◆ Information shown ◆
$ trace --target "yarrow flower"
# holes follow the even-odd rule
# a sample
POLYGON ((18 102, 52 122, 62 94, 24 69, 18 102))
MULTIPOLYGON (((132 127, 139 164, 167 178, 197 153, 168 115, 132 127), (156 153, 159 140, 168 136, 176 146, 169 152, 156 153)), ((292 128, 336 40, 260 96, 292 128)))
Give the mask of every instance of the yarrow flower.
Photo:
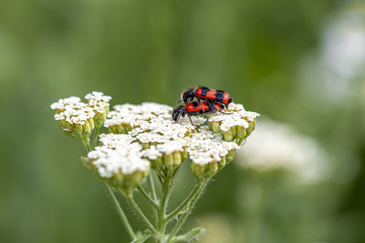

◆ Task brief ◆
Pick out every line above that contains the word "flower", and copy each of those lines. Case counts.

◆ Expected output ◆
$ trace --target "yarrow flower"
Give the mask of every instance of the yarrow flower.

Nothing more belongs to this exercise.